§ COMPITO RICHIESTO 1: Secondo il brano sulla crisi di Israele, in quale anno si erano interrotti i legami tra Arabia Saudita e Iran?
§ COMPITO RICHIESTO 2: Prosegui il brano sulla crisi di Israele partendo dopo la sua ultima frase.
··· BRANO SCELTO
In effetti, la crisi internazionale di Israele è oggi così profonda da suscitare ripetute accuse tra il governo Netanyahu e il regime precedente, quello di Yair Lapid e Naftali Bennett, su chi abbia la responsabilità di questo fallimento strategico.

Cambiare strategie
Il ripristino dei legami sauditi-iraniani, interrotti nel 2016 , è un’ulteriore prova che l’idea “la strada per Washington passa per Tel Aviv” non vale più. Una strategia fondata sull’approvazione di Washington e Tel Aviv non può preservare la sicurezza e la stabilità della regione, ma rischia piuttosto di minarle.

In effetti, per garantire il successo dell’accordo di Pechino e basarsi su di esso, i leader arabi devono riesaminare le loro strategie nei confronti di potenze influenti, sia a livello regionale che internazionale. Gli interessi nazionali arabi richiedono un’attenta riconsiderazione della posizione di Israele nell’equazione regionale e una riduzione della sua influenza.

Per i palestinesi, invece, l’accordo saudita-iraniano costituisce un’opportunità, aprendo nuovi orizzonti nella loro lotta per ottenere i loro legittimi diritti.
······
··· DATI GREZZI
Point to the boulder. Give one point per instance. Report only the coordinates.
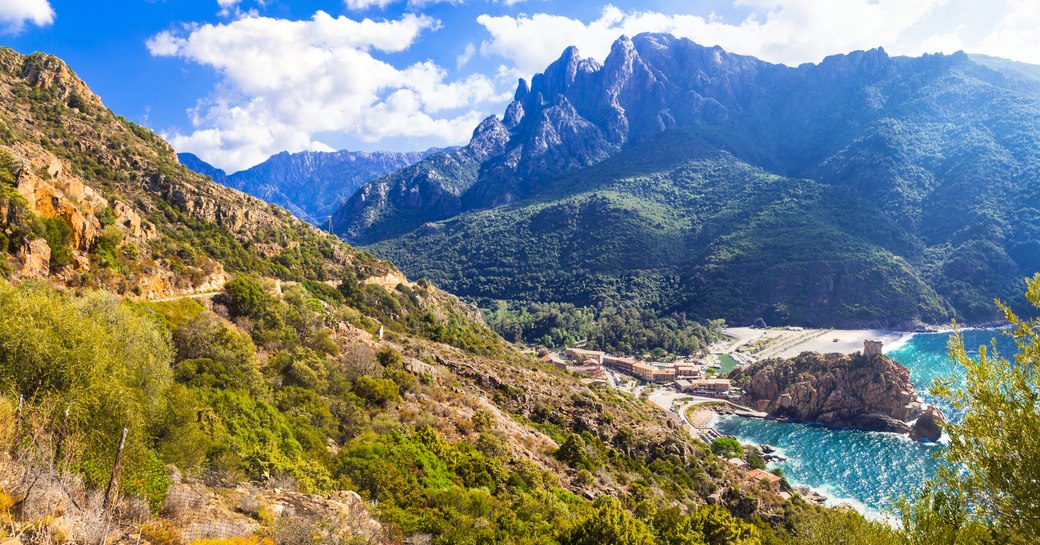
(35, 259)
(929, 424)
······
§ RISULTATO DEL COMPITO 1: Nel 2016.

§ RISULTATO DEL COMPITO 2:
Mentre gli estremisti che guidano Israele oggi affrontano una grave crisi, i cambiamenti in corso nella struttura del sistema internazionale richiedono la partecipazione attiva degli stati arabi regionali, che possono lavorare per stabilire nuovi meccanismi per bloccare l’espansionismo, l’estremismo e il razzismo israeliani.
di Ameer Makhoul

Ameer Makhoul è uno dei principali attivisti e scrittori palestinesi della comunità dei 48 palestinesi. È l’ex direttore di Ittijah, una ONG palestinese in Israele. È stato detenuto da Israele per dieci anni.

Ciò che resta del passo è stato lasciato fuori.